Data items
╔══
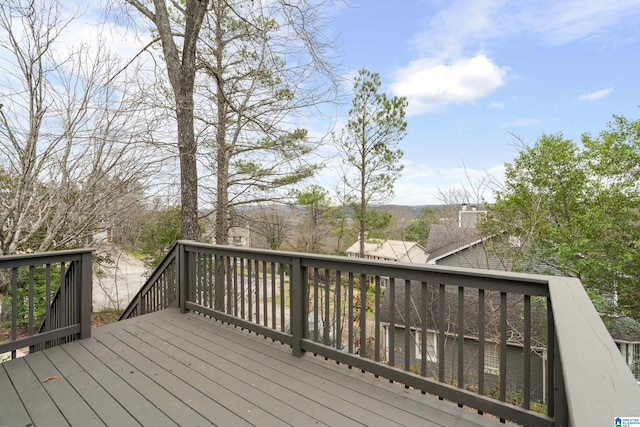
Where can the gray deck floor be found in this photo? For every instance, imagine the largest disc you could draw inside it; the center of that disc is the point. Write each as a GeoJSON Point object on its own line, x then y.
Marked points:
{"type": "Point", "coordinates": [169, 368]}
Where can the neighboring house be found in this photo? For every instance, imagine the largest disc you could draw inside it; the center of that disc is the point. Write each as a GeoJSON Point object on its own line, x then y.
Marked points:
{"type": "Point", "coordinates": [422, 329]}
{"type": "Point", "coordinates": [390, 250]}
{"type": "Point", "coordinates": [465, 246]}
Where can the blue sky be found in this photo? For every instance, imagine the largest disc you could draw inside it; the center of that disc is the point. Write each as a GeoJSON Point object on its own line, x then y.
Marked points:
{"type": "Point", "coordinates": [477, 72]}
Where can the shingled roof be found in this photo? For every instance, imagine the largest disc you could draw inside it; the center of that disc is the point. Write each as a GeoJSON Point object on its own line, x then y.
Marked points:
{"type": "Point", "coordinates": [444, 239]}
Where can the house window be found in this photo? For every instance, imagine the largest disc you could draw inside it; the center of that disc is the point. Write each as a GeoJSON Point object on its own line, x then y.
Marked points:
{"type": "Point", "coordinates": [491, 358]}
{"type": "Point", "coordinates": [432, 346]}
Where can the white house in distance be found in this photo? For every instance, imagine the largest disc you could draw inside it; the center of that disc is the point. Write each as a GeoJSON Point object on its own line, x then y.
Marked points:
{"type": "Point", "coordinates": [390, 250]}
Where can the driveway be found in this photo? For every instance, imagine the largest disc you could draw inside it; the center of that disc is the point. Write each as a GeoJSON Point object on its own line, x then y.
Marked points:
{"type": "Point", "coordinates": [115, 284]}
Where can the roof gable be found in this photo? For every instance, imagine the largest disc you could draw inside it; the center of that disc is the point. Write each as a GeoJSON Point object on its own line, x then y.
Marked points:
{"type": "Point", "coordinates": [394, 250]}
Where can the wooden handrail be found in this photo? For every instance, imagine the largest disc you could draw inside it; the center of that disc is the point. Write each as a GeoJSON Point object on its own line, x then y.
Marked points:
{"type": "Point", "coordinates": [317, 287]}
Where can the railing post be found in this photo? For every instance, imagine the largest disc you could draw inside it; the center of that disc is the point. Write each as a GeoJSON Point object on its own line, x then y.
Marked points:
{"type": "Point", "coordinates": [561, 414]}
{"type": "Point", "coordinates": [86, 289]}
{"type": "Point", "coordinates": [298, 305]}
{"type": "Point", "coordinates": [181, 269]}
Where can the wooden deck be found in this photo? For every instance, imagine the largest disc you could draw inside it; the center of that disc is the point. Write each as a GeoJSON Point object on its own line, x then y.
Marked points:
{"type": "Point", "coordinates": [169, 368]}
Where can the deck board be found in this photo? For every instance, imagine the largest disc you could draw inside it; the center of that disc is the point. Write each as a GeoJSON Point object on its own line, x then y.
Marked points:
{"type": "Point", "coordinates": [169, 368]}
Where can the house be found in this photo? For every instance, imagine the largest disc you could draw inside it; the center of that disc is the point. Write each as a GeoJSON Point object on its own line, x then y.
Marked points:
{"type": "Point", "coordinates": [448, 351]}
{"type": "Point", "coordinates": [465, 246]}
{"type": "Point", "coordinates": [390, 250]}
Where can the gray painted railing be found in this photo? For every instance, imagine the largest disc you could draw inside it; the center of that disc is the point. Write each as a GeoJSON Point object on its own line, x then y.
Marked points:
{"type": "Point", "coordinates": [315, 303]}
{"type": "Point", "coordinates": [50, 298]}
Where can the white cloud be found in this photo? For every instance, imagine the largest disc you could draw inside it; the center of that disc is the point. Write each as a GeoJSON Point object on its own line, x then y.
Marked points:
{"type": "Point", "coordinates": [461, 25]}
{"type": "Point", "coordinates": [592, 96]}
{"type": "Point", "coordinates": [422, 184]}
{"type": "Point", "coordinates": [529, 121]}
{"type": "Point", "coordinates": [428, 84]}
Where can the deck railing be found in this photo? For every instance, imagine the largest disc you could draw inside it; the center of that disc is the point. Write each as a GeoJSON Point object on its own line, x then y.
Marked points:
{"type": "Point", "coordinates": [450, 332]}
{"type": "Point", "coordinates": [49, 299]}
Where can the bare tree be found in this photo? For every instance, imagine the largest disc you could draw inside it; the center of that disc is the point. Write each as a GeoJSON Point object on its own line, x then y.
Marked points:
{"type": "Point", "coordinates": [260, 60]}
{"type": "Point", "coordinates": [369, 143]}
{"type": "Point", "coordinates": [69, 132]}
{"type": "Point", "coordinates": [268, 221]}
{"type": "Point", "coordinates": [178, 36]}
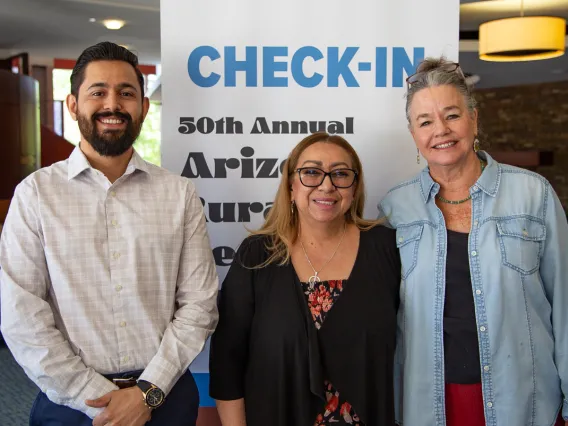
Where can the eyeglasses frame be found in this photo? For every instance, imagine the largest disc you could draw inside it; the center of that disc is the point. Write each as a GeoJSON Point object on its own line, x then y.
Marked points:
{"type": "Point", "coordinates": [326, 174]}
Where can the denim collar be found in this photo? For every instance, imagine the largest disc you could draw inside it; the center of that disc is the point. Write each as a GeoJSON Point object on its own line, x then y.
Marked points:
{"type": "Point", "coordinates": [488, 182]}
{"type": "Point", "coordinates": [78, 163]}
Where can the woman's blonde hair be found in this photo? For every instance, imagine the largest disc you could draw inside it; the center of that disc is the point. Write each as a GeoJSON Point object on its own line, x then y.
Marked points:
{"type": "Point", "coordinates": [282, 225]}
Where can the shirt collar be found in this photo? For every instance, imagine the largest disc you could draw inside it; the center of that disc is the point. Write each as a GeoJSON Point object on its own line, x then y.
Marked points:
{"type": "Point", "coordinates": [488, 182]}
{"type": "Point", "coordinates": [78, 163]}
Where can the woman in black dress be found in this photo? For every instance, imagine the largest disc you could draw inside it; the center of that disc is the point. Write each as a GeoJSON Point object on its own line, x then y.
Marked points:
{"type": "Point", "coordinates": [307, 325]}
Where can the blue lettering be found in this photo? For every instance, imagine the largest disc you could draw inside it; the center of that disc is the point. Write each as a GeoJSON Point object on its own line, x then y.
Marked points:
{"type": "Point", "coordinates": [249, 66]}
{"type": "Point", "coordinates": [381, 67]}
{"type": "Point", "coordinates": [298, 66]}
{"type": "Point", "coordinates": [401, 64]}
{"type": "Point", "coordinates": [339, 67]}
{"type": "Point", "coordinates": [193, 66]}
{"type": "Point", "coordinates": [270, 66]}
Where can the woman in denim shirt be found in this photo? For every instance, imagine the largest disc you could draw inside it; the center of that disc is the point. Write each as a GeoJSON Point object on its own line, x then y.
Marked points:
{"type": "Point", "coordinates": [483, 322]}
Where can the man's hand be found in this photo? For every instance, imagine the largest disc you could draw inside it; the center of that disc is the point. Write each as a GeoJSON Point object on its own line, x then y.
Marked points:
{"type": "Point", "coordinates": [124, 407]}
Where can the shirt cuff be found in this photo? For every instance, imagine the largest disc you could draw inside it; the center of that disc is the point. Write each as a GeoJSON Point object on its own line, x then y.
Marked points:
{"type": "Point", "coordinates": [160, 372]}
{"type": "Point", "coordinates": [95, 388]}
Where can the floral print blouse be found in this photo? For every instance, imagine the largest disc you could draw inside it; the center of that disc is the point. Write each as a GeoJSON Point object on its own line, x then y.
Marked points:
╚══
TO BE DONE> Reproduce only the lines between the line containing "Where can the man's" and the last line of the records, those two lines included, exactly.

TASK RESULT>
Where can the man's hand be found in this photo? For every instance, imagine the largest disc you could draw inside it; the center of that disc is the point. Write each as a GeoJSON Point object on its own line, x then y.
Marked points:
{"type": "Point", "coordinates": [124, 407]}
Where can the shirt cuff be found in this photo? For every instance, imagine the largest disc you could draw inside it; the center of that disc is the point. Write each as a GeoJSON Point object on its own line, x then y.
Marked points:
{"type": "Point", "coordinates": [160, 372]}
{"type": "Point", "coordinates": [95, 388]}
Where can the floral print blouse be found in this photo? For every instance, imagine the largest disc you could draw inside it; the center of that disc is the point. Write each as a GeoJSON Point object on its own line, x then y.
Marked points:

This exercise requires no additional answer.